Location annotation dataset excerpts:
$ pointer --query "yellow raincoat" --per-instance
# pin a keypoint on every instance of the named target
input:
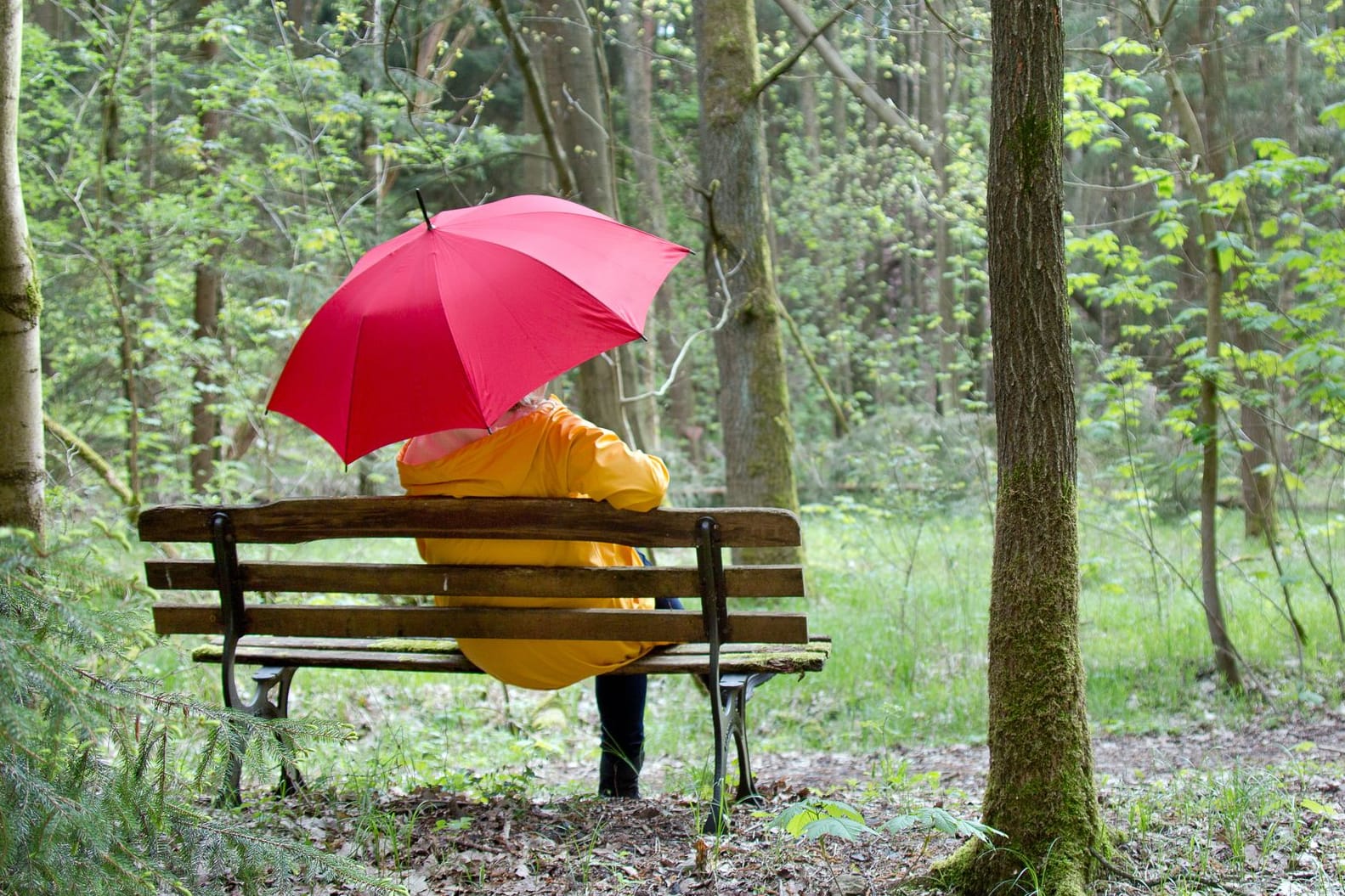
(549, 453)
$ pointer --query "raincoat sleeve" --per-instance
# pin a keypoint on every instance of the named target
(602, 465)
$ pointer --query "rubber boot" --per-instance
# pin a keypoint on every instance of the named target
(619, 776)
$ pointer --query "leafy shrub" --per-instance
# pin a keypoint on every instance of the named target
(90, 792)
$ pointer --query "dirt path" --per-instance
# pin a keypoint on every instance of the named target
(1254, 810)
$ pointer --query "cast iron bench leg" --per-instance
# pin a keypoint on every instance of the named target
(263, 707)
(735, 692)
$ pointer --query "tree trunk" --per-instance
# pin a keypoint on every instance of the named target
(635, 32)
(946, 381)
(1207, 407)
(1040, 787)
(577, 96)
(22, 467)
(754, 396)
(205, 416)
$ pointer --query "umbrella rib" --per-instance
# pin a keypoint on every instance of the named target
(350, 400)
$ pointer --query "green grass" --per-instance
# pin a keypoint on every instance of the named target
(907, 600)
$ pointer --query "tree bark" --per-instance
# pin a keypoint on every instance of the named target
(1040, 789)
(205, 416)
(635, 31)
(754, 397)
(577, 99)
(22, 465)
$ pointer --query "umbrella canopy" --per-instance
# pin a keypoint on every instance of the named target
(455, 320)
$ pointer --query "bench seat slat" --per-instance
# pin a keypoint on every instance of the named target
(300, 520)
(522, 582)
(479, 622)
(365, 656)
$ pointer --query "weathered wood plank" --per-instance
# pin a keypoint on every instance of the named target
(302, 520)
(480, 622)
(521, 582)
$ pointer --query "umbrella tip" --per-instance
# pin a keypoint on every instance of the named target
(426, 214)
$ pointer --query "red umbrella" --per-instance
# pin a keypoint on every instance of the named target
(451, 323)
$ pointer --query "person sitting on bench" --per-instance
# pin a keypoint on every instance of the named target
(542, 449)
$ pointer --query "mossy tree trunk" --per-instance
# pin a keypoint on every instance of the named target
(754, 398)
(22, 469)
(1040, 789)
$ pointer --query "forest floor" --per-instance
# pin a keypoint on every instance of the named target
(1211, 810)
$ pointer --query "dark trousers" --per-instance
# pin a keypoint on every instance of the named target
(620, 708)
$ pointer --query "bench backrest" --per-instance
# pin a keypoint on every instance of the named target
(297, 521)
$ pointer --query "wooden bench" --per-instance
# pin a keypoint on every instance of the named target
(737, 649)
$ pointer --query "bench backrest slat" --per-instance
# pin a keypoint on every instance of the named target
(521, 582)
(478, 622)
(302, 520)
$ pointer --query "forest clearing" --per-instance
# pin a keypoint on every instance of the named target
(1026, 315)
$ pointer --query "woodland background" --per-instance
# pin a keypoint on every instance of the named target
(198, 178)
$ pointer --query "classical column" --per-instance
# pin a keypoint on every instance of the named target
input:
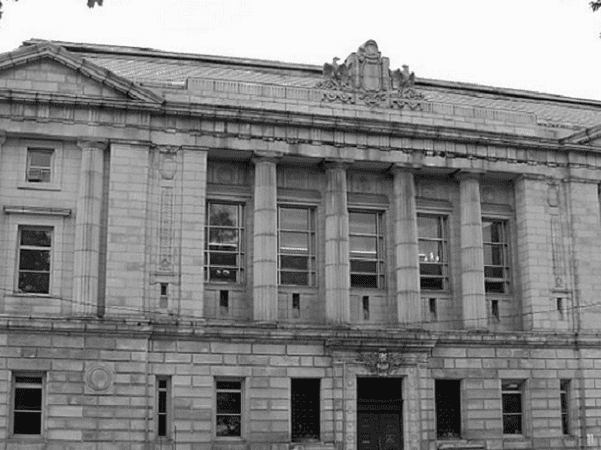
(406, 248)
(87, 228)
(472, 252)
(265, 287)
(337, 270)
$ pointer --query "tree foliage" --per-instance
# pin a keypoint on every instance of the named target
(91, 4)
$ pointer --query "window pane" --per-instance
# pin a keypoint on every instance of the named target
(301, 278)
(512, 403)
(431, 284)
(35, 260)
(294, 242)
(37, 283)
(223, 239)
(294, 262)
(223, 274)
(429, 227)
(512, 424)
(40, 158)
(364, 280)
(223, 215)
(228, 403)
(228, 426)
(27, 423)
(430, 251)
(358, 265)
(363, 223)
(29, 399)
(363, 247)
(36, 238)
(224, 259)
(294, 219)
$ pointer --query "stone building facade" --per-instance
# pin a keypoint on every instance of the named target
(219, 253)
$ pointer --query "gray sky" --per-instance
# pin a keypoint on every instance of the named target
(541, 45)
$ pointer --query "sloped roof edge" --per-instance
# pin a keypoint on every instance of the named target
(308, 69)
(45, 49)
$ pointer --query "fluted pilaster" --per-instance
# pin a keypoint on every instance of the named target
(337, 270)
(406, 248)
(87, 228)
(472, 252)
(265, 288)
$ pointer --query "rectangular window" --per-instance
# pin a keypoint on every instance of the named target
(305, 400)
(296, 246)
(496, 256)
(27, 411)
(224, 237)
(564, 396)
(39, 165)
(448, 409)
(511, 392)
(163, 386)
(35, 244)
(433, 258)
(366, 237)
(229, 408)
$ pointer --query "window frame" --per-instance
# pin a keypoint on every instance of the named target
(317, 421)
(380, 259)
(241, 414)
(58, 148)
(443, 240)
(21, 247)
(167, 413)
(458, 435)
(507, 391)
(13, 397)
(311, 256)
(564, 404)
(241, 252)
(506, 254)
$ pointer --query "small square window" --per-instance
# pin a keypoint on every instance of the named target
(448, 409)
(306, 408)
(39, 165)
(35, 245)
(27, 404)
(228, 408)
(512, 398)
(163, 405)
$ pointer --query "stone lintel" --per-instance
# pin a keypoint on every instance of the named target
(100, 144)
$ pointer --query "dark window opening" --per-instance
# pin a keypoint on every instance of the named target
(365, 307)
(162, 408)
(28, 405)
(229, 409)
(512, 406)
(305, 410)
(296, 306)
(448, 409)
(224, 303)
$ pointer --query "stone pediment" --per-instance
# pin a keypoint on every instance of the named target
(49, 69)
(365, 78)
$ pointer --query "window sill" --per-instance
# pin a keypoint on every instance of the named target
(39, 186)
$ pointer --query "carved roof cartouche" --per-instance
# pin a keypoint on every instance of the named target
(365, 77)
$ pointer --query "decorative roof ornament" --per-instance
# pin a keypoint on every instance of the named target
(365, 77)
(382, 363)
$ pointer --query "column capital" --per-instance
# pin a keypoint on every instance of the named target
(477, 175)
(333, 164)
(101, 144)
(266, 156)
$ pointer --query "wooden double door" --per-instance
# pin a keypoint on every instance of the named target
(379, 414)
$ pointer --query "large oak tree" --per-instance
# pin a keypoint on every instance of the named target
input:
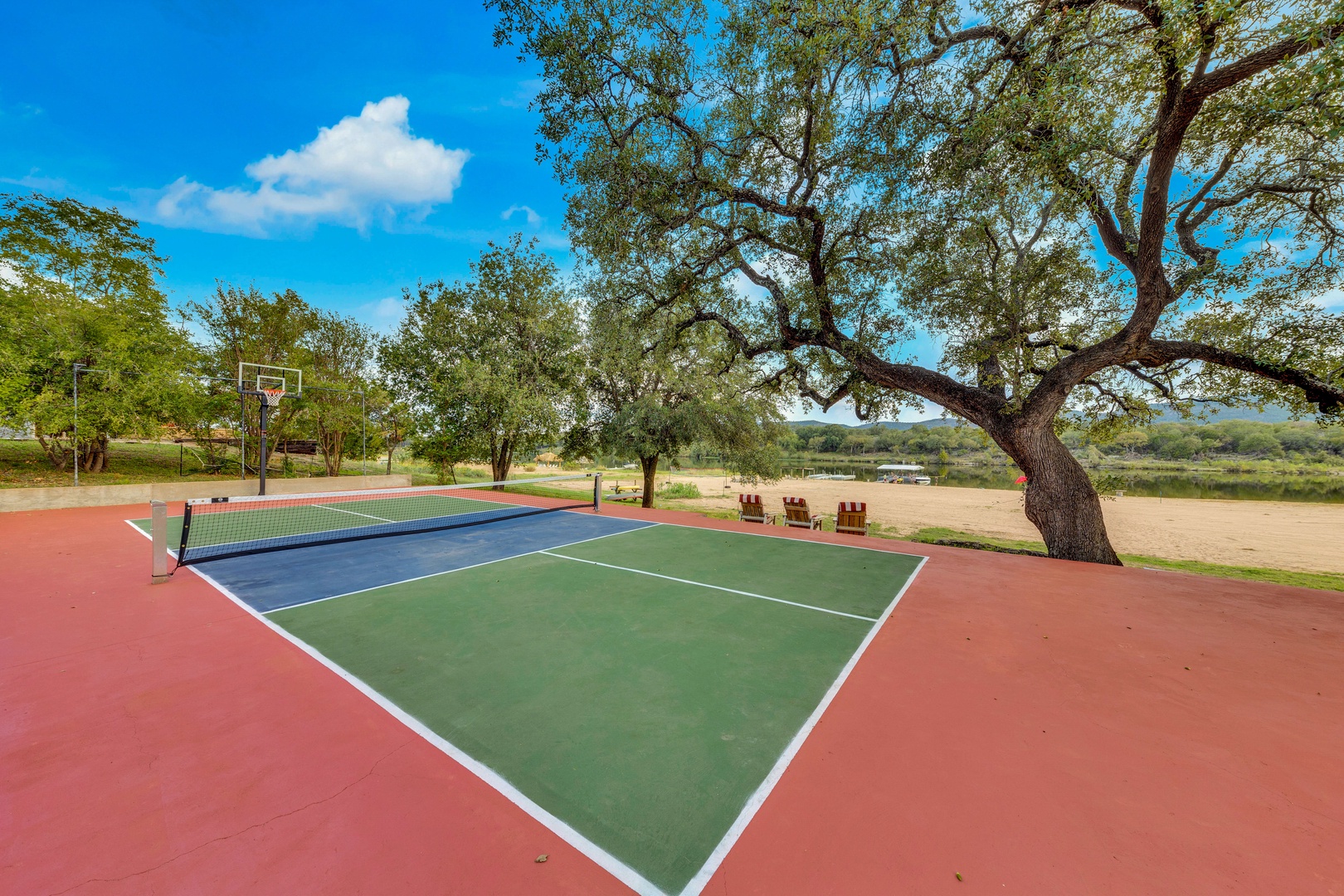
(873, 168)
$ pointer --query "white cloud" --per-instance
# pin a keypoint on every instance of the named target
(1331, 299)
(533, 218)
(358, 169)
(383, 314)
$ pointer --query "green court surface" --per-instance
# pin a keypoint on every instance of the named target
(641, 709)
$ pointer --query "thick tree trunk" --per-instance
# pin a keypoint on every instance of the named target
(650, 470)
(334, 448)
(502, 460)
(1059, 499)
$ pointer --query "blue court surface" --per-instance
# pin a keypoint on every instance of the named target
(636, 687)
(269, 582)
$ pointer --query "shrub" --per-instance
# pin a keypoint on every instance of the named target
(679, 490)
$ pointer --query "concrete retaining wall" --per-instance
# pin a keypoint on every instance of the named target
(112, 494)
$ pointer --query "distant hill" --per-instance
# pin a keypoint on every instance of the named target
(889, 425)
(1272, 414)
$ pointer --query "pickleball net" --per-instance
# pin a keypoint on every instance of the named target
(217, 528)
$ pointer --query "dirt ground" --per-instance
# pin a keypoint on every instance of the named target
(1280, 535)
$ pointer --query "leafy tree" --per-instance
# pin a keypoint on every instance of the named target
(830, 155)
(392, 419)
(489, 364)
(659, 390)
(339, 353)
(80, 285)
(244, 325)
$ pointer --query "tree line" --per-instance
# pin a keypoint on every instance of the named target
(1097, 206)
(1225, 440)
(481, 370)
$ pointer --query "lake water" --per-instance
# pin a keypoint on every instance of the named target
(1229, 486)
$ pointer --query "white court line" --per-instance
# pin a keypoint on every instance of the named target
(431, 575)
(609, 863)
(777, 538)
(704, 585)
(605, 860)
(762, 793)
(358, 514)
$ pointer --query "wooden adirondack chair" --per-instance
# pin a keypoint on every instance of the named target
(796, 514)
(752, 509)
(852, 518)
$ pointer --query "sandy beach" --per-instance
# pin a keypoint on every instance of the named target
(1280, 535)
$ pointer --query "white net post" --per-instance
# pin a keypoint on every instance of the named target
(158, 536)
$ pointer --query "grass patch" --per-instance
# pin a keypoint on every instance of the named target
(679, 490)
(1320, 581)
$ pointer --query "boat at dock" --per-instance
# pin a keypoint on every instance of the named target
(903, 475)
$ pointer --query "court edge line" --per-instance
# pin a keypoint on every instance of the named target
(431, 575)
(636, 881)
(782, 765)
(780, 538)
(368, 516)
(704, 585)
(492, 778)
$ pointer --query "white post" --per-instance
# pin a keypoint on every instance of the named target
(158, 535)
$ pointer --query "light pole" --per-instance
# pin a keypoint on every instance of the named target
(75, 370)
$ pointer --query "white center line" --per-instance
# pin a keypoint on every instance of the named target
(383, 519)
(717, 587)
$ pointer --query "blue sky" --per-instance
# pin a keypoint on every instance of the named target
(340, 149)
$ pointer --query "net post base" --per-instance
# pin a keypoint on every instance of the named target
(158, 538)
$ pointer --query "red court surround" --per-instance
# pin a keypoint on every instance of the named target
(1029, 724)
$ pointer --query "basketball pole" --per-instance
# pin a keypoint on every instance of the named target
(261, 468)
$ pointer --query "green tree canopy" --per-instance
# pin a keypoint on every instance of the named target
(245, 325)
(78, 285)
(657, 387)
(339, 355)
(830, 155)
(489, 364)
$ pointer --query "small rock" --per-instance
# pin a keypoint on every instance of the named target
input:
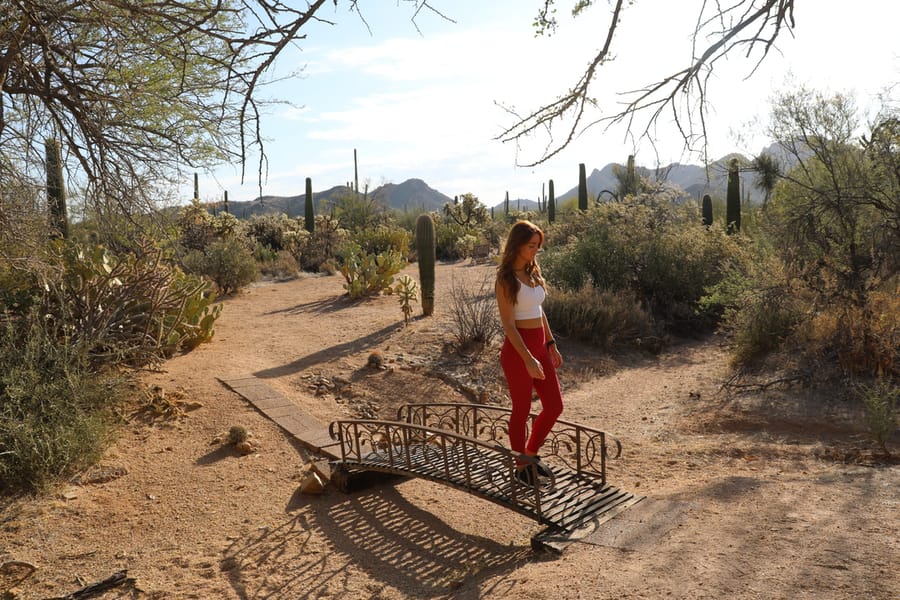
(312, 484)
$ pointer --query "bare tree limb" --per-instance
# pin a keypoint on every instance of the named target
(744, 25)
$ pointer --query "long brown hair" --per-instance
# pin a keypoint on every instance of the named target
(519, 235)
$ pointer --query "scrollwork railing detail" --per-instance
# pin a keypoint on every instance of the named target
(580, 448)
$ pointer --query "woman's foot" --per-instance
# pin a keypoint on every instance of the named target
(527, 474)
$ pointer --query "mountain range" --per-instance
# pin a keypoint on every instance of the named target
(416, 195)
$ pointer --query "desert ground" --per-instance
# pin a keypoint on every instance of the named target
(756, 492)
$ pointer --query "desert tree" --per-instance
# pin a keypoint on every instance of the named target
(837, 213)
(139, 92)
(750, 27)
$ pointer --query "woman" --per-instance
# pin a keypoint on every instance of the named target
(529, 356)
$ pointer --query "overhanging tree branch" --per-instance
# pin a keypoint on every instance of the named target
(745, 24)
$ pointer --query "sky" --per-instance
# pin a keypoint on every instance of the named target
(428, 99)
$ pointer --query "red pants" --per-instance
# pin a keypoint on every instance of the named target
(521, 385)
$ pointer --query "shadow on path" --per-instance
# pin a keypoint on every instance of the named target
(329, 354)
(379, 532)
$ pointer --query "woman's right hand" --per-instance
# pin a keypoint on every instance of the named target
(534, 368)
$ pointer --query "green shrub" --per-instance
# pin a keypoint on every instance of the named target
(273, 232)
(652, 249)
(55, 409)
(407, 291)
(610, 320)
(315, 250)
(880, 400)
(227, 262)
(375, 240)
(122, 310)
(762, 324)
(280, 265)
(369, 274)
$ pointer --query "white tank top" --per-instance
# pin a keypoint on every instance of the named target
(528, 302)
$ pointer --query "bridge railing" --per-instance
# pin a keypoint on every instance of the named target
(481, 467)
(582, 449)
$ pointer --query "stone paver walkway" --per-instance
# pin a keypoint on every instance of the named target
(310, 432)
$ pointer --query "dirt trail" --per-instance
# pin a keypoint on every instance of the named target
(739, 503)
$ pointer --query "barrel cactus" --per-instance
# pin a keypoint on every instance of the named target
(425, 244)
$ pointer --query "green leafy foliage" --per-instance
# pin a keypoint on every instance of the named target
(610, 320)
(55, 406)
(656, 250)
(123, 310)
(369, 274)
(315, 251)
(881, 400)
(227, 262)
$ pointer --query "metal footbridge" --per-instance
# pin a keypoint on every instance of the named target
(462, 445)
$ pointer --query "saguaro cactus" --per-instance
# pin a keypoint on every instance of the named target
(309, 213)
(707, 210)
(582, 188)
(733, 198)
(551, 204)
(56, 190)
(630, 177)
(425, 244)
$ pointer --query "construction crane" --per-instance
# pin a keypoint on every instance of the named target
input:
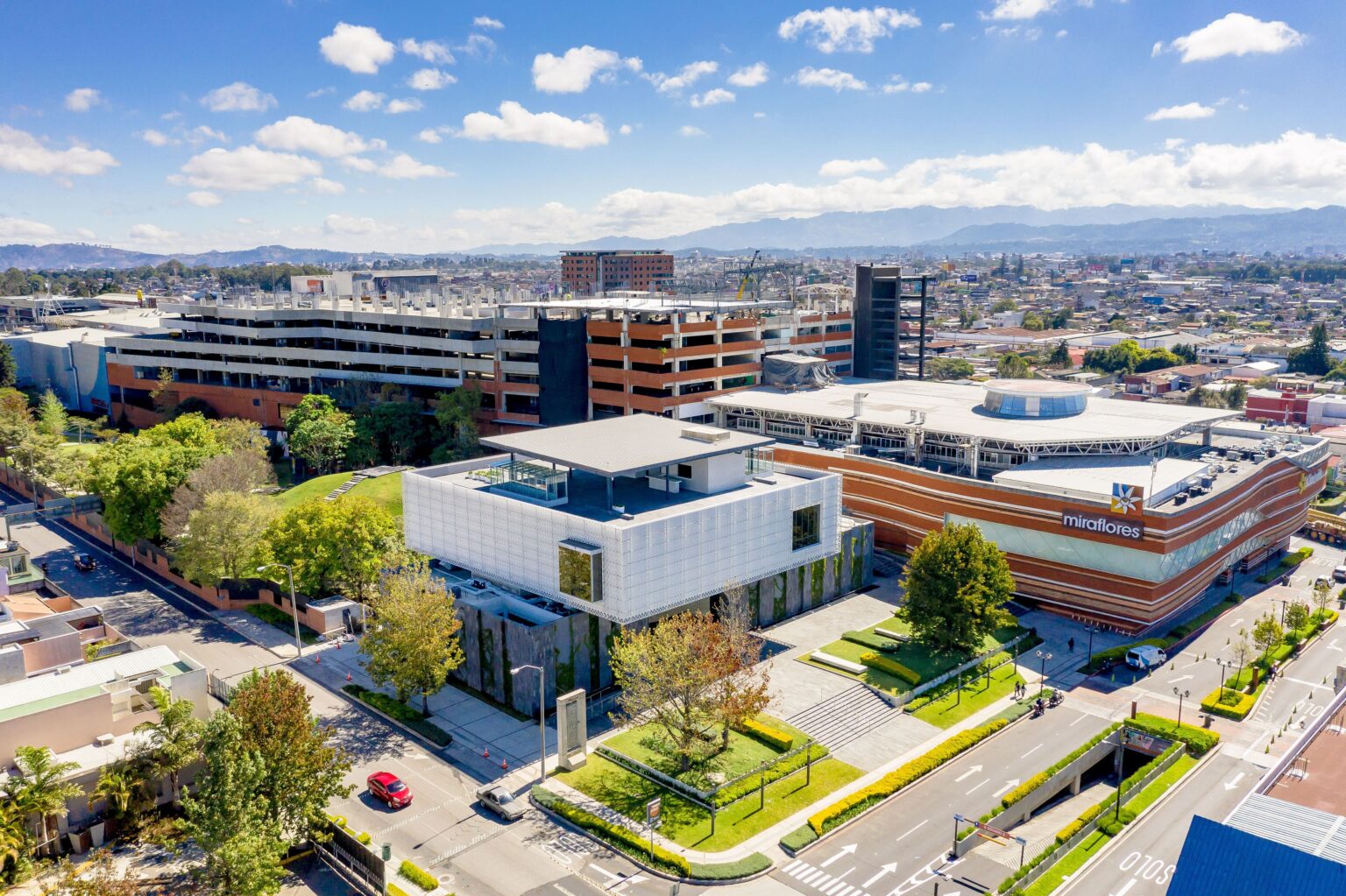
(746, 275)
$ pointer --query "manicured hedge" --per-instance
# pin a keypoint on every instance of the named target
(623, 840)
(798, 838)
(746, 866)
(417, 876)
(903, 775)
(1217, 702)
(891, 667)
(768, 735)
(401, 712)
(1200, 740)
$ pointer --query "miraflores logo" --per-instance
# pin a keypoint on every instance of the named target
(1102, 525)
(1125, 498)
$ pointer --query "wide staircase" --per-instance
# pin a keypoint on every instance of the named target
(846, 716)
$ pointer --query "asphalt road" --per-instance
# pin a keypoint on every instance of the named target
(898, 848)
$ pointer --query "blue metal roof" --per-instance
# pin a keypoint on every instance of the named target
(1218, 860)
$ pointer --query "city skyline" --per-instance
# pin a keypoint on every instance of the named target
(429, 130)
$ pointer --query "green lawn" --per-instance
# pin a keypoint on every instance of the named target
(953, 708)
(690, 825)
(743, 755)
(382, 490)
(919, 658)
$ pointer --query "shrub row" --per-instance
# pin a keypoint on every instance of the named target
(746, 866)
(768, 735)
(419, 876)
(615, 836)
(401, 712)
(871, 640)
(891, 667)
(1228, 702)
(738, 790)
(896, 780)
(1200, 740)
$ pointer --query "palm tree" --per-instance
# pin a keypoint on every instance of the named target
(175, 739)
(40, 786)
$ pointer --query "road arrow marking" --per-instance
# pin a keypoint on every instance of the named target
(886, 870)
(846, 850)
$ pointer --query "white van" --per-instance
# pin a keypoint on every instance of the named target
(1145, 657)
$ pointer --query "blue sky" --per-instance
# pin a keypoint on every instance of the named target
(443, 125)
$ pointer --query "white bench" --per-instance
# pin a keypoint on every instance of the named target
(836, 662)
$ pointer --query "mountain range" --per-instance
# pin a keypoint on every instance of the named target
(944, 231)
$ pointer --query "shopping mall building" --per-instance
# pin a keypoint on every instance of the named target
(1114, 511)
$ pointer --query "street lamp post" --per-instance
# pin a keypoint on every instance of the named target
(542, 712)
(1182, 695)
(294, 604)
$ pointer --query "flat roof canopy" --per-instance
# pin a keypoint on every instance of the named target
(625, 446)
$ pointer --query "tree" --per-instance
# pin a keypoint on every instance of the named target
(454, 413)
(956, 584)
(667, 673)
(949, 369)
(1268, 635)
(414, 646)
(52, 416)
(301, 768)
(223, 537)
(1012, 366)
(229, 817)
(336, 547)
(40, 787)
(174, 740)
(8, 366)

What the exercise asks: Set down, word for word, the stretch of the entries from their beginning through the line containing "(1254, 810)", omitting the pictures.

Answer for the task:
$ pointer --query "yellow raincoat" --per-instance
# pin a keypoint on every instance of the named target
input:
(549, 453)
$ pointer --query "raincoat sleeve" --per-instance
# pin a keypoint on every instance of the named target
(602, 465)
$ pointer --query "rubber boot" --per-instance
# pin a keypoint on every instance of the named target
(619, 776)
$ pointer --query "leafy shrub" --per-instance
# pin a keypoint on every instance of the named target
(90, 792)
$ pointer --query "dirt path" --per-instance
# pin a keypoint on every instance of the named target
(1254, 810)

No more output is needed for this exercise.